Return every line of the entries that contains the string "pixels".

________

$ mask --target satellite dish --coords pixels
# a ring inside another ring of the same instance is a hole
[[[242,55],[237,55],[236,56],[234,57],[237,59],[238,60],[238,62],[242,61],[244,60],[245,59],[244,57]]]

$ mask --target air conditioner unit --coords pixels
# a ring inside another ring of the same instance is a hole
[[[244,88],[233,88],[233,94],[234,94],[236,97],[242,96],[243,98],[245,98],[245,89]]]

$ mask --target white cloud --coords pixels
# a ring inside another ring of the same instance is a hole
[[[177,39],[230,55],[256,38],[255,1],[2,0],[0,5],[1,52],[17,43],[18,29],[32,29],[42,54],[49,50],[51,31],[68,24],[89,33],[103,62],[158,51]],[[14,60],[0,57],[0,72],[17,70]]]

________

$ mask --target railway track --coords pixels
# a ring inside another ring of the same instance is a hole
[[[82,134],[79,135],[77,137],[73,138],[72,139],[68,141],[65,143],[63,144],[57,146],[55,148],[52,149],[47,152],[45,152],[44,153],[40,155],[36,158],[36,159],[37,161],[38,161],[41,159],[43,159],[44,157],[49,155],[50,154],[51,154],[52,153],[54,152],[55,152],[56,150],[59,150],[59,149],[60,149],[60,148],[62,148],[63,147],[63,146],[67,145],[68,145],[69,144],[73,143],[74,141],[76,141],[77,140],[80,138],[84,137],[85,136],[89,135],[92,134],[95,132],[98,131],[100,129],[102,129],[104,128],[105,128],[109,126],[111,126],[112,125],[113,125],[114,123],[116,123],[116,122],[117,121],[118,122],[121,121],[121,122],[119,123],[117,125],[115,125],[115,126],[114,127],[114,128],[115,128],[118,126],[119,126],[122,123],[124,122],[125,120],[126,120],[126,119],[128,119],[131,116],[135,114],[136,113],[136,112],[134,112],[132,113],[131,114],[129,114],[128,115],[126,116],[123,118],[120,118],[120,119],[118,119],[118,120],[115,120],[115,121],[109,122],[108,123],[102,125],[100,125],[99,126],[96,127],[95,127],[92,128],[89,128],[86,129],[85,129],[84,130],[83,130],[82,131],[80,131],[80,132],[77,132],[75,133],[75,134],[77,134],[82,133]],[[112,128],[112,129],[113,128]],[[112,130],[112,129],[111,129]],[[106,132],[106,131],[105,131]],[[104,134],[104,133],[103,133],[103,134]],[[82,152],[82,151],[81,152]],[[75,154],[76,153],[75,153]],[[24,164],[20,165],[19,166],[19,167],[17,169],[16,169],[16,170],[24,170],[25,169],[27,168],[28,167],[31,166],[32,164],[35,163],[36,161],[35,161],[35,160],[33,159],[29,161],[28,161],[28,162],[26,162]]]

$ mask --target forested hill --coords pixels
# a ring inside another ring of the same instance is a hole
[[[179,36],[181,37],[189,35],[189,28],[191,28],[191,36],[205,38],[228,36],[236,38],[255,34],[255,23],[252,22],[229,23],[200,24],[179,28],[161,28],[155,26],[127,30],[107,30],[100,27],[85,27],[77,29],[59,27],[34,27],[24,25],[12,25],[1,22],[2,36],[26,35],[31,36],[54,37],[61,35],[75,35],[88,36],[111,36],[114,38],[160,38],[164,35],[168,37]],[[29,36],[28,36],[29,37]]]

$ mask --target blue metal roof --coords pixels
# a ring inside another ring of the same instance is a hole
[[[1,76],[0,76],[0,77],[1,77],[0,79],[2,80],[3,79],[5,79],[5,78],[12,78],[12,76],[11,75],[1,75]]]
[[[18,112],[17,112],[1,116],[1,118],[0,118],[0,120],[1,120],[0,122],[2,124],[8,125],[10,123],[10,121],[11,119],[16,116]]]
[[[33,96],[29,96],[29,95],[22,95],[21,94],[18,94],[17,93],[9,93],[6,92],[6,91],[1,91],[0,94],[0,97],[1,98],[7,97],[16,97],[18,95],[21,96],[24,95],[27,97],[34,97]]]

________

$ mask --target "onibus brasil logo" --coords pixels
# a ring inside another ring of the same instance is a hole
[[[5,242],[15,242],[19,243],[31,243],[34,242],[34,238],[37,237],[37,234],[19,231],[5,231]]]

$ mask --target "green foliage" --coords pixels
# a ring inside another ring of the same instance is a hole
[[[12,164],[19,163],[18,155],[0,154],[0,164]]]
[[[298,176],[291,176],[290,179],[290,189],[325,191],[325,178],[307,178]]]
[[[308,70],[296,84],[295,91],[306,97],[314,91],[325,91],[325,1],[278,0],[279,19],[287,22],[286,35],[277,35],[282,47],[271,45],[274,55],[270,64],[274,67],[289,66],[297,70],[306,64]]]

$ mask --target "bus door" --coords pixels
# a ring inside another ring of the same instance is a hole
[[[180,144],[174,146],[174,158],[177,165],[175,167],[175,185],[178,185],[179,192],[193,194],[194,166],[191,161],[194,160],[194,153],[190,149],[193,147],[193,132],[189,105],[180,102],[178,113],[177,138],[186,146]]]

________

◆ **Output**
$ mask --target satellite dish --coords pixels
$ mask --target air conditioner unit --coords pixels
$ mask --target white cloud --coords pixels
$ mask --target railway track --coords pixels
$ mask --target forested hill --coords pixels
$ mask --target blue metal roof --coords pixels
$ mask --target "onibus brasil logo" --coords pixels
$ mask --target "green foliage" --coords pixels
$ mask --target "bus door" --coords pixels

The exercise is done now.